→ **Set problem**
Reproduce the line that holds "query (the noun phrase to segment): green" together with all the lines after it up to the end of the entries.

======== Data lines ========

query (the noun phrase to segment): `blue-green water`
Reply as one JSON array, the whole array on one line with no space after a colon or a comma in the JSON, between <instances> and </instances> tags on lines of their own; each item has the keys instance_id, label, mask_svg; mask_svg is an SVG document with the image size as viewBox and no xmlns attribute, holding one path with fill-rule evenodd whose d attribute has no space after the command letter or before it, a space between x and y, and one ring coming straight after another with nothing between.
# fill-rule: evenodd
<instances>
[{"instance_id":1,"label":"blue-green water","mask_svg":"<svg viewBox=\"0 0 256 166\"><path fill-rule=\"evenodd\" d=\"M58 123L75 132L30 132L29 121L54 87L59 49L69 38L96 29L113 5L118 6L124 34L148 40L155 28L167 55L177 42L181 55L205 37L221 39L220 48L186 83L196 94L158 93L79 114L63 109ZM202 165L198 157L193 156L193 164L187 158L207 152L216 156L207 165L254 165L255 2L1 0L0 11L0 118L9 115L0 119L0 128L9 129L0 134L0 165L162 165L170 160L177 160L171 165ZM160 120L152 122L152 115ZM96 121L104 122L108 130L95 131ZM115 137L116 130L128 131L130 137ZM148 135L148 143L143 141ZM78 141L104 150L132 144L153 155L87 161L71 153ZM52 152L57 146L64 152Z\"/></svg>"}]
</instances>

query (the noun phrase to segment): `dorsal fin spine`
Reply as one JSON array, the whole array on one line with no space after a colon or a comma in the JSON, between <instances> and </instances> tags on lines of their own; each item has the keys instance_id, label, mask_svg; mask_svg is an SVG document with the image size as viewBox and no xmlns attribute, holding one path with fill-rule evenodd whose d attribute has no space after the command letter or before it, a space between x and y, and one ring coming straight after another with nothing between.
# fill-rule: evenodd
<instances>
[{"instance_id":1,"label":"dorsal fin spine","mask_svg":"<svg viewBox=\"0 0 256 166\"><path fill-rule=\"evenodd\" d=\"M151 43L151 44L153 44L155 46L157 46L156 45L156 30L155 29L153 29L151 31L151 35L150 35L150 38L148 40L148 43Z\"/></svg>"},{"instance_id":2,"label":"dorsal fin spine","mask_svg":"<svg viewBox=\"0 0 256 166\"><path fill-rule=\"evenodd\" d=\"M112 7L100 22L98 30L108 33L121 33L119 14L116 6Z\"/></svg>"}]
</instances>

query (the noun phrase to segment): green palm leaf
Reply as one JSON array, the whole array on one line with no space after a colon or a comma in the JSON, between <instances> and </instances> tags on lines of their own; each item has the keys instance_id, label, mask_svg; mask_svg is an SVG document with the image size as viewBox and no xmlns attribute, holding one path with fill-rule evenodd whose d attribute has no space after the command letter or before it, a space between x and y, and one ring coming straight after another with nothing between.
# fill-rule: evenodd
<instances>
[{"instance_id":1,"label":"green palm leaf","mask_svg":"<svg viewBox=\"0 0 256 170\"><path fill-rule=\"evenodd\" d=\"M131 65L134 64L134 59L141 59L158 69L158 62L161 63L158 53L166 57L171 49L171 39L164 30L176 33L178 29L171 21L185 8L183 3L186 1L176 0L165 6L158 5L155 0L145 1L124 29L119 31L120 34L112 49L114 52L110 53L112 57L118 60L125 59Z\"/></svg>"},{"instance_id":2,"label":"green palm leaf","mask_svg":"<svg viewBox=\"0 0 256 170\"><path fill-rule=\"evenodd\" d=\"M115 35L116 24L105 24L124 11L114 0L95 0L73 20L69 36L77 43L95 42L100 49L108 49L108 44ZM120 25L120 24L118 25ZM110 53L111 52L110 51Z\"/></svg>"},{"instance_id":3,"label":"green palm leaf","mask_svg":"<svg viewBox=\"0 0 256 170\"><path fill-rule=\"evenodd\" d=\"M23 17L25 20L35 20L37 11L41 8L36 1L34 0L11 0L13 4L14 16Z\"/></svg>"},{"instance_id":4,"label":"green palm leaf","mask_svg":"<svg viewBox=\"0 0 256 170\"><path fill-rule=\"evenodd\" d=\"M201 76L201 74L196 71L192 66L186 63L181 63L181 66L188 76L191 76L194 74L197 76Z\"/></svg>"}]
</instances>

========

→ **The result**
query (the noun phrase to segment): green palm leaf
Reply as one JSON array, the whole array on one line with no space after a colon or a comma in the JSON, between <instances> and </instances> tags on lines of their own; each item has the keys instance_id, label, mask_svg; mask_svg is an SVG document with the image size as viewBox and no xmlns attribute, holding one path with fill-rule evenodd whose d attribute has no space after the command letter or before it, a space between x and y, and one ring coming straight after another with nothing between.
# fill-rule: evenodd
<instances>
[{"instance_id":1,"label":"green palm leaf","mask_svg":"<svg viewBox=\"0 0 256 170\"><path fill-rule=\"evenodd\" d=\"M131 65L134 64L134 59L141 59L158 69L158 62L161 63L158 53L166 57L171 49L171 39L164 30L176 33L178 29L171 21L185 8L183 3L186 1L176 0L165 6L158 5L155 0L145 1L124 29L119 31L120 34L112 49L114 52L110 53L112 57L118 60L125 59Z\"/></svg>"},{"instance_id":2,"label":"green palm leaf","mask_svg":"<svg viewBox=\"0 0 256 170\"><path fill-rule=\"evenodd\" d=\"M115 35L116 24L105 24L124 11L114 0L95 0L73 20L69 36L77 43L95 42L100 49L108 49L108 44ZM120 25L120 24L118 25ZM110 53L111 52L110 51Z\"/></svg>"},{"instance_id":3,"label":"green palm leaf","mask_svg":"<svg viewBox=\"0 0 256 170\"><path fill-rule=\"evenodd\" d=\"M23 17L25 20L35 20L37 11L41 8L36 1L34 0L11 0L13 4L14 16Z\"/></svg>"},{"instance_id":4,"label":"green palm leaf","mask_svg":"<svg viewBox=\"0 0 256 170\"><path fill-rule=\"evenodd\" d=\"M201 76L201 74L196 71L192 66L186 63L181 63L181 66L188 76L191 76L194 74L197 76Z\"/></svg>"}]
</instances>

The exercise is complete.